▶ _EXERCISE PASSAGE_
________________________

The Tibetan vocabulary is growing as more modern words find a place in the 1,300-year-old language of the ethnic group that mainly lives on the Qinghai-Tibet Plateau.
Thanks to translators' efforts, Tibetans learned how to say "train" in their own language, or "megor", after the Qinghai-Tibet Railway opened on July 1, 2006. The line linked the Tibet Autonomous Region with the rest of China by train for the first time.
The list also includes "stock" (gengzi), "securities" (guinzi), "civil servant" (jishabpa), "severe acute respiratory syndrome (SARS)" (miseiluocei) and a number of other words that are new to the Tibetan people, as the remote plateau region catches up to the pace of rapid development elsewhere.
"It's not easy for translators to express the new words accurately in Tibetan and let the local people understand and accept them," said Cering Toinzhub, of the Tibet Autonomous Regional Compilation and Translation Bureau.
He said that five different Tibetan versions of "SARS" were used when the epidemic broke out in 2003, which caused confusion for medical workers and residents.
A standard Tibetan term for "SARS" was determined after consultations by translators and medical workers, which helped local people learn how to prevent the epidemic, he said.
"Now, we'll notify the media and universities in a timely fashion once a new Tibetan expression is created," he said.
A widely-used Chinese-Tibetan dictionary published in 1991 has 80,000 entries. But it's already being somewhat outdated.
"The dictionary could be said to be all-embracing in the 1990s, " Cering Toinzhub said. In the years since, "more new words have come into being along with social development, and many new expressions cannot be found in the dictionary." He said that local translation authorities were compiling a new edition that would include more than 200,000 entries.
"Also, a Tibetan-Chinese-English dictionary has been published. It's very popular now," he said.
Tibet has now about 1,000 Chinese-Tibetan translators, and about 500 new words are introduced to the Tibetan language every year by translators at Cering Toinzhub's bureau.

________________________

▶ _TASKS TO PERFORM_
(1) List every Tibetan word given in the article on new Tibetan vocabulary, each with the English term it stands for.
(2) Extract the passage of the article on new Tibetan vocabulary from "Thanks to translators'" up to and including "and Translation Bureau.".
You can ignore the data that follows.

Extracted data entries
________________________

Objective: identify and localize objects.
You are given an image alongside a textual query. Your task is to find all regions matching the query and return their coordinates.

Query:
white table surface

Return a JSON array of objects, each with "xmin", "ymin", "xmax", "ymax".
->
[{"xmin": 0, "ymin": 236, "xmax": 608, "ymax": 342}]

________________________

▶ _RESPONSES BY ITEM NUMBER_
(1)
megor: train
gengzi: stock
guinzi: securities
jishabpa: civil servant
miseiluocei: severe acute respiratory syndrome (SARS)

(2)
Thanks to translators' efforts, Tibetans learned how to say "train" in their own language, or "megor", after the Qinghai-Tibet Railway opened on July 1, 2006. The line linked the Tibet Autonomous Region with the rest of China by train for the first time.
The list also includes "stock" (gengzi), "securities" (guinzi), "civil servant" (jishabpa), "severe acute respiratory syndrome (SARS)" (miseiluocei) and a number of other words that are new to the Tibetan people, as the remote plateau region catches up to the pace of rapid development elsewhere.
"It's not easy for translators to express the new words accurately in Tibetan and let the local people understand and accept them," said Cering Toinzhub, of the Tibet Autonomous Regional Compilation and Translation Bureau.